→ **JOB**: Collect every line of the listing below that contains the word "windshield". Letter case matters.

→ **RECORDS FOR THE EXERCISE**:

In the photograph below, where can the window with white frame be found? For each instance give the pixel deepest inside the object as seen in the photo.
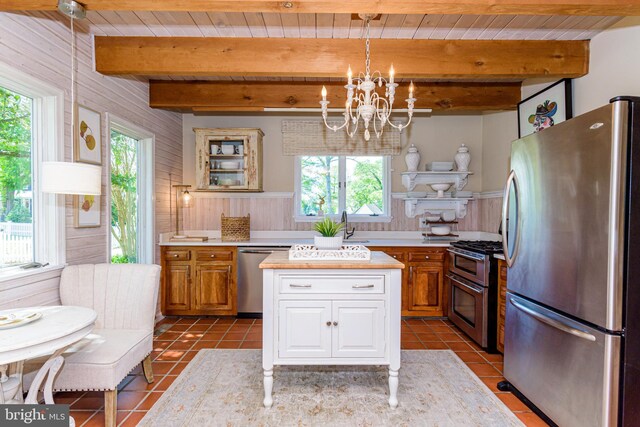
(31, 223)
(359, 185)
(131, 192)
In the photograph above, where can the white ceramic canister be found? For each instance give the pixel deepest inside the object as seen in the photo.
(412, 158)
(462, 158)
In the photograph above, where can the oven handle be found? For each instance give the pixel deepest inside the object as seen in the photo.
(466, 255)
(471, 288)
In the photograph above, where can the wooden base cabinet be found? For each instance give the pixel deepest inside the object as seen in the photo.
(423, 290)
(199, 280)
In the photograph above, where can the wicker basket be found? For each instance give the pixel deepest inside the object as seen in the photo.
(235, 228)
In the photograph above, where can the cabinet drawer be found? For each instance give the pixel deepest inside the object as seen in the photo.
(426, 256)
(214, 255)
(182, 255)
(318, 284)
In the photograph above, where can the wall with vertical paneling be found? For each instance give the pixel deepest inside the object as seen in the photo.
(39, 44)
(276, 213)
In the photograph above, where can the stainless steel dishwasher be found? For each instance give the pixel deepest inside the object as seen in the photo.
(250, 278)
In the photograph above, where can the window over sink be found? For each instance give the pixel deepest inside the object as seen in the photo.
(359, 185)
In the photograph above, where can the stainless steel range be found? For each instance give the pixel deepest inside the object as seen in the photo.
(473, 290)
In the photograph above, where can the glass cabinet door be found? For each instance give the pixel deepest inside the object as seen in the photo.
(227, 163)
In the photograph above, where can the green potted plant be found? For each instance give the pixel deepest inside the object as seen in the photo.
(329, 238)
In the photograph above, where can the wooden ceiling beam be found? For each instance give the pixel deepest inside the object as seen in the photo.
(200, 96)
(466, 7)
(433, 59)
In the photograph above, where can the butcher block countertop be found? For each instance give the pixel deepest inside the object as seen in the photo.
(280, 260)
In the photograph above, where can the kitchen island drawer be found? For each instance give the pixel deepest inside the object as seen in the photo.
(325, 284)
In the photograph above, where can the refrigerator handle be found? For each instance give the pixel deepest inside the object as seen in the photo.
(511, 179)
(553, 322)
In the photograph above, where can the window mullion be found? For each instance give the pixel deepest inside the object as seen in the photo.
(342, 176)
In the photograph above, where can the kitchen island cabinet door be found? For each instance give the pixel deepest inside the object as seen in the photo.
(304, 329)
(214, 290)
(425, 289)
(358, 329)
(177, 280)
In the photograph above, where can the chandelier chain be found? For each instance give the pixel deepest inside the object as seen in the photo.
(367, 45)
(73, 72)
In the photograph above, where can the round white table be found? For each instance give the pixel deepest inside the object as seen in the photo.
(57, 329)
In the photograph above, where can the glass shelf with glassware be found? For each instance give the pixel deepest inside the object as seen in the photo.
(229, 159)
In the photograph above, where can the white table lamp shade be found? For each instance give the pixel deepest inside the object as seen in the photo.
(71, 178)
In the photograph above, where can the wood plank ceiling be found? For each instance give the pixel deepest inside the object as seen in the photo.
(441, 92)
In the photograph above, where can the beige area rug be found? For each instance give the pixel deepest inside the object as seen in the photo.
(224, 388)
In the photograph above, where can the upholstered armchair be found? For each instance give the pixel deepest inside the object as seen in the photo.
(125, 298)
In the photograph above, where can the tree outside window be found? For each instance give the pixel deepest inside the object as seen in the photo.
(124, 198)
(352, 183)
(16, 199)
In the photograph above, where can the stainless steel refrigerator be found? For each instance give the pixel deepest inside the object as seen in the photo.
(572, 330)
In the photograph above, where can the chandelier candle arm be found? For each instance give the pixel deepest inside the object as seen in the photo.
(370, 106)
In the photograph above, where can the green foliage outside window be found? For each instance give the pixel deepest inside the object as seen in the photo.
(15, 156)
(364, 184)
(319, 178)
(124, 197)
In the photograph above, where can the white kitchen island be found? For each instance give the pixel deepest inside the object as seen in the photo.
(331, 313)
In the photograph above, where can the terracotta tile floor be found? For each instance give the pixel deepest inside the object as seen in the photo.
(177, 340)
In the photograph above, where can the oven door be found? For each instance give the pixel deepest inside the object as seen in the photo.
(469, 265)
(468, 308)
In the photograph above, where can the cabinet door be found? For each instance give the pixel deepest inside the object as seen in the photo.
(358, 329)
(303, 330)
(426, 285)
(214, 289)
(177, 287)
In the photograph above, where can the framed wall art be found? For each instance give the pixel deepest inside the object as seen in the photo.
(87, 141)
(86, 211)
(550, 106)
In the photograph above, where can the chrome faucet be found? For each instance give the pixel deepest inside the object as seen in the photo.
(345, 229)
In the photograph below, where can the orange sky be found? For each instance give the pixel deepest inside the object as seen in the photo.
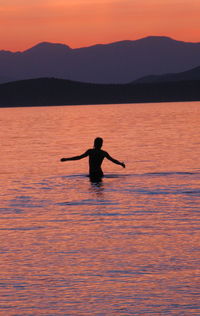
(77, 23)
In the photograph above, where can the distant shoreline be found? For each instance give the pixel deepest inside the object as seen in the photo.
(55, 92)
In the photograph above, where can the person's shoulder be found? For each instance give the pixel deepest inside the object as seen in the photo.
(105, 153)
(89, 150)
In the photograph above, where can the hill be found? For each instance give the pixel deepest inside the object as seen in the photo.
(192, 74)
(119, 62)
(51, 91)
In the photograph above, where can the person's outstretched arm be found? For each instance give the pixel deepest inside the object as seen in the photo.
(76, 157)
(117, 162)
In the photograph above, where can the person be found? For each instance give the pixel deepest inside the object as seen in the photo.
(96, 157)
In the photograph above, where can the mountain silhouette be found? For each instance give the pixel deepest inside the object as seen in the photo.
(51, 91)
(192, 74)
(119, 62)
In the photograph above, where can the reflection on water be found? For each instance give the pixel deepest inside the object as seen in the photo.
(128, 245)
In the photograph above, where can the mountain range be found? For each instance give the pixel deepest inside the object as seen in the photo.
(114, 63)
(51, 91)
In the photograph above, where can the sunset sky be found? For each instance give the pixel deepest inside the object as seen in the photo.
(78, 23)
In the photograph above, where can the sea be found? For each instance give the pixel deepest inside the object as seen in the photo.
(129, 245)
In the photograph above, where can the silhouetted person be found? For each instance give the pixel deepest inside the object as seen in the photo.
(96, 157)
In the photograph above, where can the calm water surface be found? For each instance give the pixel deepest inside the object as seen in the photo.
(126, 246)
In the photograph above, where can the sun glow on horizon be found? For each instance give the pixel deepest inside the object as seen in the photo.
(79, 23)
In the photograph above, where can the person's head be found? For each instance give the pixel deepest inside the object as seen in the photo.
(98, 142)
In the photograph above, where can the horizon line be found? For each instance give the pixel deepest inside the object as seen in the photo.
(98, 44)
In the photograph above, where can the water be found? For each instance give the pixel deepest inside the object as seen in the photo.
(126, 246)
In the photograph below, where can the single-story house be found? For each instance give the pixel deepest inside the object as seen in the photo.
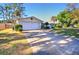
(30, 23)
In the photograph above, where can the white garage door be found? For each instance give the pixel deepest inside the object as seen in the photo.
(30, 26)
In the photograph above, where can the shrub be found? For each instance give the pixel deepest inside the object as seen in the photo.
(58, 26)
(77, 25)
(18, 27)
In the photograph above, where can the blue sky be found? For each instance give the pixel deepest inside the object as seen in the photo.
(44, 11)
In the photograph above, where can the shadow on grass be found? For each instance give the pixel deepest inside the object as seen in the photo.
(69, 32)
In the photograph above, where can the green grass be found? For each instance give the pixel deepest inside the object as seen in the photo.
(70, 32)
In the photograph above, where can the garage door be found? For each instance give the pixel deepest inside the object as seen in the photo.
(30, 26)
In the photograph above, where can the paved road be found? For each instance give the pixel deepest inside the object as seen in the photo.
(48, 43)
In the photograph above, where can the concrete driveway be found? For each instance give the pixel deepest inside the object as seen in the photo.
(45, 42)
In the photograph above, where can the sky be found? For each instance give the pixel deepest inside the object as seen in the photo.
(44, 11)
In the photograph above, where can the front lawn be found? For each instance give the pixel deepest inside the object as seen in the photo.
(69, 31)
(13, 43)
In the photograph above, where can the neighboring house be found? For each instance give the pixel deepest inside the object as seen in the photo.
(30, 23)
(53, 21)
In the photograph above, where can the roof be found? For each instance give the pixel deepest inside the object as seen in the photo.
(30, 19)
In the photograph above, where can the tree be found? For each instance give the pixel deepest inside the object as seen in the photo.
(64, 17)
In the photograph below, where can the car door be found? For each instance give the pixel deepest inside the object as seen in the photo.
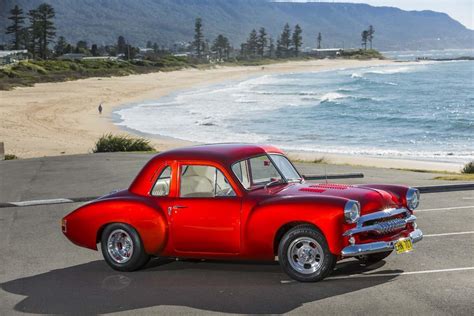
(205, 215)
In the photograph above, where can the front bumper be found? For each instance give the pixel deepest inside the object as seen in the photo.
(379, 246)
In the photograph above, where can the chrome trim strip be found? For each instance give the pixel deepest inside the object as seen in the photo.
(380, 228)
(379, 246)
(382, 214)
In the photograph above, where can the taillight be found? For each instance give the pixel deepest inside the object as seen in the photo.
(64, 225)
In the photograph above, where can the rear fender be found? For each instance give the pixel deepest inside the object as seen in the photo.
(84, 225)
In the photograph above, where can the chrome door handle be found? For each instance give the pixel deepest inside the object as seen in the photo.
(174, 207)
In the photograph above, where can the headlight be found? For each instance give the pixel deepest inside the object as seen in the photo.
(413, 198)
(351, 211)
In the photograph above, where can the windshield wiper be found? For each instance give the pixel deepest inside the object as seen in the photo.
(274, 182)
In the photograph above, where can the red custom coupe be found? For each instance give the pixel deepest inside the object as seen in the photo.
(238, 201)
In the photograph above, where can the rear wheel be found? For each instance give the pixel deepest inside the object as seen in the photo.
(304, 254)
(374, 258)
(122, 248)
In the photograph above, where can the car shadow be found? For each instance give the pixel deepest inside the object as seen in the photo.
(229, 287)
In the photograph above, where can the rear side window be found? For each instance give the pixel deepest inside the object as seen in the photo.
(162, 184)
(203, 181)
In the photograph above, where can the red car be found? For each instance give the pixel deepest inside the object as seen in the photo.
(238, 201)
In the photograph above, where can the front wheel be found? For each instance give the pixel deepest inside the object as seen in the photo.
(122, 248)
(304, 254)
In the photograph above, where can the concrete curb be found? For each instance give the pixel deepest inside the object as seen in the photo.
(446, 188)
(423, 189)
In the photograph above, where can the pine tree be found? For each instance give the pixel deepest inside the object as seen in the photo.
(121, 45)
(198, 37)
(262, 42)
(370, 35)
(221, 46)
(32, 36)
(252, 43)
(365, 36)
(60, 47)
(46, 28)
(297, 39)
(285, 41)
(16, 27)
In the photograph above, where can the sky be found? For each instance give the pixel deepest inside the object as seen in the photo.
(460, 10)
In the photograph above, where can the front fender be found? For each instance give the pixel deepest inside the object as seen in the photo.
(266, 219)
(83, 226)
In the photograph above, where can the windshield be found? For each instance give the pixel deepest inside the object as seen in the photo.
(259, 171)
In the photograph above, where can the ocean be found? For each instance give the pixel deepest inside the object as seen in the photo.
(422, 111)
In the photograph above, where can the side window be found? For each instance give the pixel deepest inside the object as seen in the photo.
(162, 184)
(241, 170)
(263, 170)
(203, 181)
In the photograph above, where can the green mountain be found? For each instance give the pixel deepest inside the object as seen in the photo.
(170, 21)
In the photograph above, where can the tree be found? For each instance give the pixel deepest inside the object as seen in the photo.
(95, 50)
(121, 45)
(156, 48)
(46, 28)
(297, 39)
(221, 46)
(365, 36)
(271, 48)
(284, 42)
(370, 35)
(198, 37)
(33, 33)
(60, 47)
(16, 27)
(262, 41)
(252, 43)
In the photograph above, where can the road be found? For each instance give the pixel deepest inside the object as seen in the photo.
(42, 272)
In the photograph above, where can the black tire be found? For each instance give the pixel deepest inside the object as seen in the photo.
(136, 258)
(374, 258)
(311, 238)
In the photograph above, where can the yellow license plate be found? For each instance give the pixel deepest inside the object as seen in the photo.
(403, 245)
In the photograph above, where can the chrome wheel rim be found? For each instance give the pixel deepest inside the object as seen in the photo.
(120, 246)
(305, 255)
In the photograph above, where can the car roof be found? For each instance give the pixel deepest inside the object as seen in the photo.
(224, 154)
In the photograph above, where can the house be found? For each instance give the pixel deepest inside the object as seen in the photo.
(326, 52)
(72, 56)
(12, 56)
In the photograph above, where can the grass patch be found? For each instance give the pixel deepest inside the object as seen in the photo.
(457, 177)
(468, 168)
(10, 157)
(119, 143)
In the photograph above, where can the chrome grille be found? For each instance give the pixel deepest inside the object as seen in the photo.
(386, 227)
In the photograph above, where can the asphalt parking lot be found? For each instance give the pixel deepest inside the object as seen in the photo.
(42, 272)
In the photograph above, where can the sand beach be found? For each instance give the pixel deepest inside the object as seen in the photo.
(52, 119)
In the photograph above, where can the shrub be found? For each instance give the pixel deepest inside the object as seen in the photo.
(114, 143)
(468, 168)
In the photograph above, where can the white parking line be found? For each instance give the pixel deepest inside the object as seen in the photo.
(373, 275)
(446, 208)
(449, 234)
(41, 202)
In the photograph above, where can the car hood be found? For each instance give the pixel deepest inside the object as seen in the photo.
(371, 199)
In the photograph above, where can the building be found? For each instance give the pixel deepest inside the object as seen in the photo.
(326, 52)
(12, 56)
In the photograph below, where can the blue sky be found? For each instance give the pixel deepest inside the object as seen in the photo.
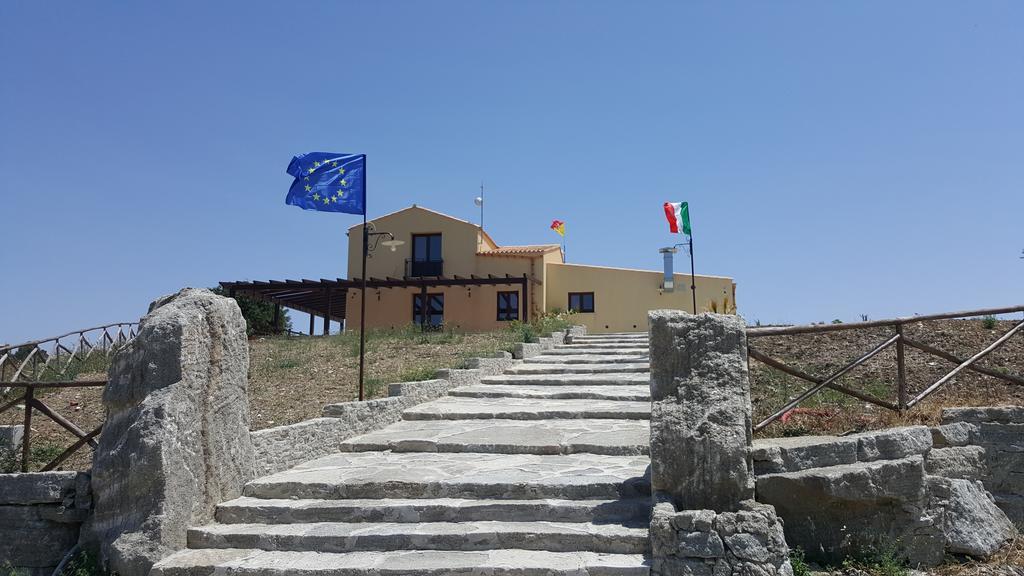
(839, 158)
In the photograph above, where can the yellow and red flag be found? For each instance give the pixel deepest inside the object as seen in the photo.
(558, 227)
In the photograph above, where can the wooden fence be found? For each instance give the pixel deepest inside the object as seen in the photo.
(55, 363)
(903, 402)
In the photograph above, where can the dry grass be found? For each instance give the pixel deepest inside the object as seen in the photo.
(821, 355)
(292, 378)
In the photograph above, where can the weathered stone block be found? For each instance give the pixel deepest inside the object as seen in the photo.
(176, 440)
(955, 434)
(835, 511)
(1001, 414)
(893, 444)
(700, 415)
(966, 462)
(971, 522)
(791, 454)
(36, 488)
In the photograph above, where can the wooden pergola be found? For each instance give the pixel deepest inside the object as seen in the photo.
(328, 298)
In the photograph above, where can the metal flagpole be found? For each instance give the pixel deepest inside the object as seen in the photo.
(693, 284)
(363, 295)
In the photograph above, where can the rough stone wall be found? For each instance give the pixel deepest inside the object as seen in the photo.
(841, 495)
(284, 447)
(40, 517)
(749, 541)
(176, 440)
(705, 522)
(700, 412)
(990, 440)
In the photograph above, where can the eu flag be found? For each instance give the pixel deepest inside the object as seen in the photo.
(329, 182)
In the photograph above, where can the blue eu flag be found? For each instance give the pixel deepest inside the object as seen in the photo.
(329, 182)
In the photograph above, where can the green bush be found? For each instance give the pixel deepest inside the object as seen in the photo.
(258, 315)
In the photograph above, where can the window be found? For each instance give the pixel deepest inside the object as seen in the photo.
(508, 305)
(426, 255)
(582, 301)
(433, 316)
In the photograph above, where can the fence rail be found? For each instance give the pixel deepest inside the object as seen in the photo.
(899, 339)
(55, 363)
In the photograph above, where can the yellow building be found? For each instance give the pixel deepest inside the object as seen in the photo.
(436, 245)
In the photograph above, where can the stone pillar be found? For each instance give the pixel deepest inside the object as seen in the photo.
(176, 439)
(700, 416)
(705, 522)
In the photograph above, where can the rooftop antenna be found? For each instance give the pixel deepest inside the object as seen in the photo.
(479, 202)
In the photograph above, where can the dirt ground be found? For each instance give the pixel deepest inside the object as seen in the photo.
(829, 412)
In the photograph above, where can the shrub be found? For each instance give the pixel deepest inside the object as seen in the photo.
(258, 315)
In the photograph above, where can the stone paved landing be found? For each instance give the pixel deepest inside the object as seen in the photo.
(540, 470)
(510, 437)
(401, 563)
(387, 475)
(453, 408)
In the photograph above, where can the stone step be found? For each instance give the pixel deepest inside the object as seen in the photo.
(453, 408)
(598, 379)
(588, 359)
(605, 344)
(399, 563)
(259, 510)
(417, 475)
(577, 350)
(387, 536)
(554, 368)
(556, 391)
(622, 438)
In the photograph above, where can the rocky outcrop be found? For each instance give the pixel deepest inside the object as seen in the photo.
(700, 416)
(890, 489)
(705, 521)
(176, 439)
(707, 543)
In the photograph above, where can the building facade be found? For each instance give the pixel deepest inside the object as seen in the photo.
(606, 299)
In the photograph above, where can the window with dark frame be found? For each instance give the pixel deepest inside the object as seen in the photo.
(434, 311)
(582, 301)
(508, 305)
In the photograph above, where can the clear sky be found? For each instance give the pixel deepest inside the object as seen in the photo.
(840, 158)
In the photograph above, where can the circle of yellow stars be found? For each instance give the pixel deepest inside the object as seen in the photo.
(327, 199)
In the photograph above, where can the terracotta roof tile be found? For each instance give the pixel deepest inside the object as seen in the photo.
(535, 250)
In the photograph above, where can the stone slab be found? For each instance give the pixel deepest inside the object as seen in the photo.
(484, 535)
(588, 359)
(526, 409)
(262, 510)
(555, 368)
(1000, 414)
(386, 475)
(569, 379)
(509, 437)
(401, 563)
(634, 394)
(36, 488)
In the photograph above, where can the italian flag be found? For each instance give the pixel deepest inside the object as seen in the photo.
(679, 217)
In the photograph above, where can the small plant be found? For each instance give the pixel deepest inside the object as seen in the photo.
(799, 563)
(879, 561)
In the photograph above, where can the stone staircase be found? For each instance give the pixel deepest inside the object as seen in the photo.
(540, 470)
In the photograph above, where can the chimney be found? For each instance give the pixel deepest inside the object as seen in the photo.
(669, 283)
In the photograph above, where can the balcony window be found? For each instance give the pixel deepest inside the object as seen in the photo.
(582, 301)
(426, 255)
(508, 305)
(432, 315)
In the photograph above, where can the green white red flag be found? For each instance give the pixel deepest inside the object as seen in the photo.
(678, 214)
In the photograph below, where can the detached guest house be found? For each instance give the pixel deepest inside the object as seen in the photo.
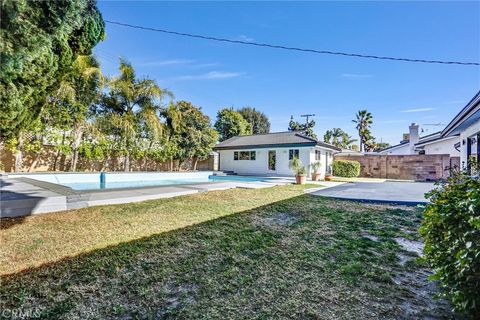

→ **RESULT OF THE EXERCISE**:
In the photograph above, where can the windshield wiper be found? For each instance give the pixel deepest inside the object as seen in the photo.
In the photograph above, where can the windshield be found? For each instance give the pixel deepest inside the object as seen in the photo.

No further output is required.